TEXT PASSAGE
------------------------------

Multiplication of orthogonal matrix

Question

Suppose there are three $n \times n$ matrices $A$, $B$ and $C$. Now, I know that $B$ is an orthogonal matrix and that $ABC=0$. Does this mean $AC=0$? How can I prove it?

Thank you very much.

Answer 1

If $ABC=0$, this means $\text{Im}(BC)\subset \ker(A)$.

Since $B$ is orthogonal, it is invertible, and it just means that $\text{Im}(BC)$ and $\text{Im}(C)$ have the same dimension.

EDIT: Expanding on the answer. The observation above indicates what, in a counter-example, one should be looking for. Our matrices must satisfy

$(1):$ $A,C\neq 0$. Otherwise, $AC=0$.
$(2):$ $\dim\big(\ker(A)\big)>0$. Otherwise, $ABC\neq 0$.
$(3):$ $\dim\big(\text{Im}(C)\big)\leq \dim(\ker(A))$. Otherwise, $ABC\neq 0$.
$(4):$ $\text{Im}(C)\not\subset\ker(A)$. Otherwise, $AC=0$.
$(5):$ $B\big(\text{Im}(C)\big)\subset\ker(A)$, so that $ABC=0$.

The basic idea is that the image of $C$ can fit inside the kernel of $A$ (in terms of 'size', or dimension to be precise), but is not a natural fit. It needs $B$ to reposition it first.

If we're cooking an example for small $n$, say $n=2$, we see that we're pretty constrained. We must have that $\dim\big(\text{Im}(C)\big)=\dim\big(\ker(A)\big)=1$. Can you think of an example?

Hint: Let $A=C$ be the projection along the $x$-axis. What could $B$ be?

Answer 2

Take $$ A = \begin{bmatrix} 0 & 0 \\ 1 & 0 \end{bmatrix} $$ $$ B = \begin{bmatrix} 0 & 1 \\ 1 & 0 \end{bmatrix} $$ $$ C = \begin{bmatrix} 1 & 0 \\ 0 & 0 \end{bmatrix} $$ Then $ABC = 0$ but $AC \ne 0$.

Answer 3

Consider $$ A = \begin{bmatrix} 1 & 0 \\ 1 & 0 \\ \end{bmatrix},\quad B = \begin{bmatrix} 0 & 1 \\ 1 & 0 \\ \end{bmatrix}, \quad C = \begin{bmatrix} 1 & 1 \\ 0 & 0 \\ \end{bmatrix}. $$ We have $$ ABC = 0 $$ but $$ AC = \begin{bmatrix} 1 & 1 \\ 1 & 1 \\ \end{bmatrix} $$

------------------------------

ENTRIES
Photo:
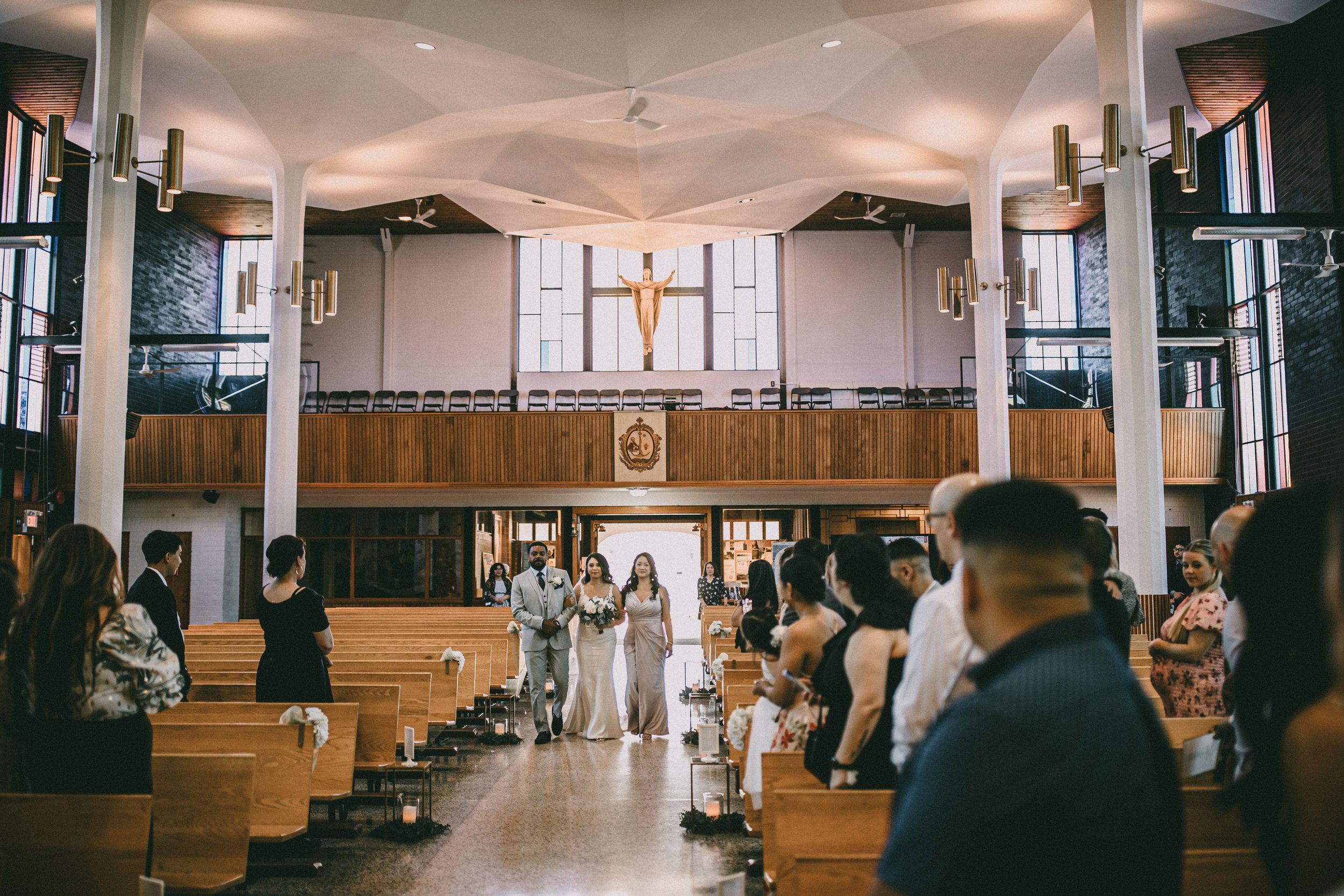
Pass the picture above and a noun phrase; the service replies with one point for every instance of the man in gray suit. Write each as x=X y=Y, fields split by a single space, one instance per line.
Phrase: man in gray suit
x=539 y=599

------------------------------

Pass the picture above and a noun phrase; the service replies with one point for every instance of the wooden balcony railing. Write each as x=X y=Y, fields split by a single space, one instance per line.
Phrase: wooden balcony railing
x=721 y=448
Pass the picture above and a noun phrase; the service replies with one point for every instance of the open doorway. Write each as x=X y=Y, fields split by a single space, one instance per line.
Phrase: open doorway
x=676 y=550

------------------------------

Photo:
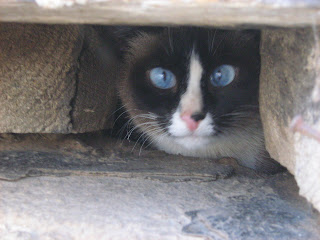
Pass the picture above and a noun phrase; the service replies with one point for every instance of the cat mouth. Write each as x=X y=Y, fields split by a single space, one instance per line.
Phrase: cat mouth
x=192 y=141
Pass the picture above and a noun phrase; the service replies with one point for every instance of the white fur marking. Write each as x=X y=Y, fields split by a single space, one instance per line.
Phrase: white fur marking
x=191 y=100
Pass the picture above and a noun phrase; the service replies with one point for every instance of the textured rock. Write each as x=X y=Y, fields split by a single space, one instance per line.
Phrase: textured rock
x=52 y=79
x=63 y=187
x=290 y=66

------------------------------

EXERCISE SET
1 - Decide whether each statement agrees with the orthogonal matrix thread. Answer yes or no, and quote the words of the thread that settle it.
(a) Answer 1 states that an orthogonal $B$ is invertible.
(b) In Answer 2, the product $AC$ equals zero.
(c) The hint in Answer 1 takes $A$ and $C$ to be the same matrix.
2 - Copy out the part of the orthogonal matrix thread between "EDIT: Expanding on" and "so that $ABC=0$.", inclusive.
3 - Answer these questions from the orthogonal matrix thread.
(a) What property of $B$ does the original question give?
(b) According to Answer 1, when $n=2$, what must the dimensions of $\text{Im}(C)$ and $\ker(A)$ both equal?
(c) In Answer 3, what is every entry of $AC$?

RESULTS OF THE EXERCISE
1 -
(a) Yes: "Since $B$ is orthogonal, it is invertible"
(b) No: "Then $ABC = 0$ but $AC \ne 0$."
(c) Yes: "Let $A=C$ be the projection along the $x$-axis."

2 -
EDIT: Expanding on the answer. The observation above indicates what, in a counter-example, one should be looking for. Our matrices must satisfy

$(1):$ $A,C\neq 0$. Otherwise, $AC=0$.
$(2):$ $\dim\big(\ker(A)\big)>0$. Otherwise, $ABC\neq 0$.
$(3):$ $\dim\big(\text{Im}(C)\big)\leq \dim(\ker(A))$. Otherwise, $ABC\neq 0$.
$(4):$ $\text{Im}(C)\not\subset\ker(A)$. Otherwise, $AC=0$.
$(5):$ $B\big(\text{Im}(C)\big)\subset\ker(A)$, so that $ABC=0$.

3 -
(a) $B$ is an orthogonal matrix.
(b) 1
(c) 1